Benjamín Guggenheim: ¿qué sabemos del multimillonario heredero que murió en el Titanic?

Embarcó en el puerto de Cherburgo dispuesto a disfrutar de una travesía de ensueño en el crucero más lujoso de todos los tiempos

Morir como un caballero. Es lo que debió de pensar el menor de los Guggenheim cuando se dio cuenta que el trasatlántico en el que viajaba rumbo a América se hundía en el Atlántico. Tras ayudar a su amante a embarcar en uno de los botes salvavidas y a varias mujeres y niños, se dirigió a su camarote con una copa de coñac. Y vestido de frac se preparó para fallecer en las heladas aguas del océano.

Era el más pequeño de los hermanos de la dinastía. El quinto de los siete hijos del Meyer Guggenheim, el fundador de la célebre casa de banca que se había consolidado en Estados Unidos por los años de 1848, cuando la «tierra de las oportunidades» ofrecía fortuna a muchas familias europeas de origen judío, como ellos.

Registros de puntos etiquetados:

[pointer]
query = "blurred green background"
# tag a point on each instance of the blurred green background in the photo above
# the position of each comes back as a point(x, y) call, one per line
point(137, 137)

__Qué se pide__
1. Reproduce del texto sobre Benjamín Guggenheim todo lo que va desde "Embarcó en el" hasta "judío, como ellos.".
2. Responde según el texto sobre Benjamín Guggenheim:
(a) ¿En qué puerto embarcó Guggenheim?
(b) ¿Qué llevaba consigo cuando se dirigió a su camarote?
(c) ¿Hacia qué año se había consolidado en Estados Unidos la casa de banca fundada por Meyer Guggenheim?
3. Indica si cada afirmación coincide con el texto sobre Benjamín Guggenheim y justifícalo con una cita textual:
(a) Guggenheim viajaba rumbo a Europa.
(b) Guggenheim se vistió de frac antes de morir.
(c) La familia Guggenheim era de origen judío.
Los registros no intervienen en este ejercicio.

__Clave de respuestas__
1.
Embarcó en el puerto de Cherburgo dispuesto a disfrutar de una travesía de ensueño en el crucero más lujoso de todos los tiempos

Morir como un caballero. Es lo que debió de pensar el menor de los Guggenheim cuando se dio cuenta que el trasatlántico en el que viajaba rumbo a América se hundía en el Atlántico. Tras ayudar a su amante a embarcar en uno de los botes salvavidas y a varias mujeres y niños, se dirigió a su camarote con una copa de coñac. Y vestido de frac se preparó para fallecer en las heladas aguas del océano.

Era el más pequeño de los hermanos de la dinastía. El quinto de los siete hijos del Meyer Guggenheim, el fundador de la célebre casa de banca que se había consolidado en Estados Unidos por los años de 1848, cuando la «tierra de las oportunidades» ofrecía fortuna a muchas familias europeas de origen judío, como ellos.

2.
(a) En el puerto de Cherburgo.
(b) Una copa de coñac.
(c) Hacia 1848.

3.
(a) No: «el trasatlántico en el que viajaba rumbo a América».
(b) Sí: «vestido de frac se preparó para fallecer en las heladas aguas del océano».
(c) Sí: «familias europeas de origen judío, como ellos».